_What to produce_
Copy the Keith Alexander biography from "Australian actor (born" to "and voiceover artist.", swapping "voiceover artist" for "narrator".

_Document_

══════════════════════════════

- Born: Keith Alexander Buckley 3 February 1930 (age 96) Sydney, Australia
- Education: University of Adelaide
- Occupations: Actor, voiceover artist
- Years active: 1949–present

= Keith Alexander (actor) =

Australian actor (born 1930)

Keith Alexander (born Keith Buckley; sometimes credited as Keith Alexander Buckley) is an Australian actor and voiceover artist.

==Early life==
Originally from Sydney, Alexander studied engineering and law at the University of Adelaide before deciding to pursue acting as a career.

==Career==
Initially, Alexander worked extensively in theatre. Disillusioned with the state of Australian politics, in 1965 he moved to London, where he took the professional name "Keith Alexander" as there was already an actor called "Keith Buckley" in the UK.

══════════════════════════════

_Data supplied_
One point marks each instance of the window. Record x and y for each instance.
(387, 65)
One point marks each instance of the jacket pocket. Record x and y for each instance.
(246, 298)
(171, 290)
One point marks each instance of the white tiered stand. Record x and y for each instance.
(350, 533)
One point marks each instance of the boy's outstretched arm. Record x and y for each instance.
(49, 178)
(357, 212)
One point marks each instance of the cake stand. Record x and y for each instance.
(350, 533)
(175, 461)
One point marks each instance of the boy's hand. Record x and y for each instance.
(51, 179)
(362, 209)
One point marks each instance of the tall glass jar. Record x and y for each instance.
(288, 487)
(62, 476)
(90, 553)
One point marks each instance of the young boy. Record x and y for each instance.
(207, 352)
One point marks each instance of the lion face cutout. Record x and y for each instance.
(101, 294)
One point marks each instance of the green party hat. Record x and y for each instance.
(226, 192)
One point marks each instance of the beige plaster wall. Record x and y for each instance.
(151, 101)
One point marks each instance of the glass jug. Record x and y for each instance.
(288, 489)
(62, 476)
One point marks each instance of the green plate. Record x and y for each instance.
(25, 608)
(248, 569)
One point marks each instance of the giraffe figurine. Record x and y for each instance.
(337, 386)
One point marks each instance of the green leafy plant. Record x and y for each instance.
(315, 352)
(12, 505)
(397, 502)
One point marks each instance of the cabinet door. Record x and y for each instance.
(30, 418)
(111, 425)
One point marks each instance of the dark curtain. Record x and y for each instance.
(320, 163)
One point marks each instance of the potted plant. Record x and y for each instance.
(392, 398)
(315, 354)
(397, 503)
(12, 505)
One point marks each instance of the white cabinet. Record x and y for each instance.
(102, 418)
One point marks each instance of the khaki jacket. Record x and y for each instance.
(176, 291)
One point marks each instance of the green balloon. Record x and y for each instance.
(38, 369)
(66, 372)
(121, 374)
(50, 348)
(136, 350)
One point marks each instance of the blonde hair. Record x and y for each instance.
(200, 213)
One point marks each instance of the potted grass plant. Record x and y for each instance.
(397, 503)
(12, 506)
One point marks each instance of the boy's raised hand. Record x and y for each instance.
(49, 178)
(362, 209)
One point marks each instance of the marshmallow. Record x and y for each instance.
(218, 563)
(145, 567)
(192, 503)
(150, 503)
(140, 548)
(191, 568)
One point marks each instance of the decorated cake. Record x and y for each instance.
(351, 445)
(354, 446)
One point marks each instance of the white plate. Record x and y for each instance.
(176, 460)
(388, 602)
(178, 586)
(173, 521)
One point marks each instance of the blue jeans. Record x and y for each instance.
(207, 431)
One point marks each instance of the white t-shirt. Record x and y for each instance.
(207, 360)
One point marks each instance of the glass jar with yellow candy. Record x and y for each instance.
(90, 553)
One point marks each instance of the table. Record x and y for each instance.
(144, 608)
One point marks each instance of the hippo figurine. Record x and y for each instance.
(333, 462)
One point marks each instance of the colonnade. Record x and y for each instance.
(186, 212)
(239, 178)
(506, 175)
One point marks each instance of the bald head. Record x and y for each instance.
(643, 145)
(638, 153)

══════════════════════════════

_Solution for this problem_
Australian actor (born 1930)

Keith Alexander (born Keith Buckley; sometimes credited as Keith Alexander Buckley) is an Australian actor and narrator.